**The request**
Lines before the one containing "the black trousers" are excluded. Repeat that line and every line after it, exactly.

Dataset records
## BEGIN

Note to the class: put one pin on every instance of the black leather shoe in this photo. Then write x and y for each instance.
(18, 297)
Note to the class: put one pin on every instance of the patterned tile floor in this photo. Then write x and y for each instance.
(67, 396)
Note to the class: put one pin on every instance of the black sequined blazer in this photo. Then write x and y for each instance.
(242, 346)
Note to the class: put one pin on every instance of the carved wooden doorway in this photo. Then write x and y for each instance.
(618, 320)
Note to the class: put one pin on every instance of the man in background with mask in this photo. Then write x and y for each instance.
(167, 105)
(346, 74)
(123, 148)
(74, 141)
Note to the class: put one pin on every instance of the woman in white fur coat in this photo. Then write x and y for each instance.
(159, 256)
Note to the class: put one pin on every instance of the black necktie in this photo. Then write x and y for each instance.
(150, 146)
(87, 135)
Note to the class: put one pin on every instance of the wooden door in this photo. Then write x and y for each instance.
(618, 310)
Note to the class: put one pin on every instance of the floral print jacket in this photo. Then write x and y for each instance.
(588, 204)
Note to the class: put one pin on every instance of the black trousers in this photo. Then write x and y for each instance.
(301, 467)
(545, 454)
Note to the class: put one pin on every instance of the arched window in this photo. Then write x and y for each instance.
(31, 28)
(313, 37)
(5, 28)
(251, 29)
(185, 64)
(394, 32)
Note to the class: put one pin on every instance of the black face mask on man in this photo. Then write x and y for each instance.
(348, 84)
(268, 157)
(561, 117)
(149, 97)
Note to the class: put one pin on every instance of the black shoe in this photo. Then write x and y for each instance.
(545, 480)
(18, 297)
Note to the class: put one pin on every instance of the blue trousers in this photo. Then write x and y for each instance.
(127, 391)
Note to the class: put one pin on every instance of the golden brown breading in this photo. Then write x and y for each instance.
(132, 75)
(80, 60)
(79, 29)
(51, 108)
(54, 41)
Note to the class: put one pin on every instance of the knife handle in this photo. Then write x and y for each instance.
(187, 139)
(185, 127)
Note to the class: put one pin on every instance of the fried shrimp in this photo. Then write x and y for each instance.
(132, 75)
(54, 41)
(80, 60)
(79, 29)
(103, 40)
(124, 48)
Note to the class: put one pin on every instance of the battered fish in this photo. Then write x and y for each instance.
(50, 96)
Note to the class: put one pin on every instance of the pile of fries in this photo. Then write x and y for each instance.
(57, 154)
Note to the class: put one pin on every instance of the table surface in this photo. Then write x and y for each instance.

## END

**Solution to this problem**
Note to the class: put one pin on every instance of the black trousers in this photo. Then write x and y for each instance.
(301, 467)
(545, 454)
Note to the class: put one pin on every instance of the arched window in this photo. Then write x and y for each instance.
(31, 28)
(313, 37)
(5, 28)
(251, 29)
(185, 64)
(394, 32)
Note to the class: put one pin on every instance of the black face mask on man in this photo. Then write x and y for each instance.
(348, 84)
(268, 157)
(561, 117)
(149, 97)
Note to the class: put one pin on every instance of the black shoe in this photo. Then write x and y for each instance.
(545, 480)
(18, 297)
Note to the class: put one pin on every instance of the blue trousers in this photo. Then write x and y for each instance.
(127, 391)
Note to the class: put one pin on every instance of the golden brown breading in this photo. Then write x and y for each instance.
(132, 75)
(80, 60)
(79, 29)
(51, 108)
(54, 41)
Note to the class: put one pin on every instance of the knife handle in this photo. Then write x and y for each instance.
(187, 139)
(185, 127)
Note to the class: put one pin on every instance of the fried shrimp in this photo. Then write x and y for each instance.
(132, 75)
(54, 41)
(80, 60)
(79, 29)
(103, 40)
(124, 48)
Note to the class: put one pin on every instance of the battered fish in this photo. Then write x and y for each instance.
(50, 96)
Note to the class: put one pin on every instance of the pile of fries in this photo. Then write x and y for each instance.
(57, 154)
Note to the class: put one pin on every instance of the table surface in this photo. Then write x and y for each instance.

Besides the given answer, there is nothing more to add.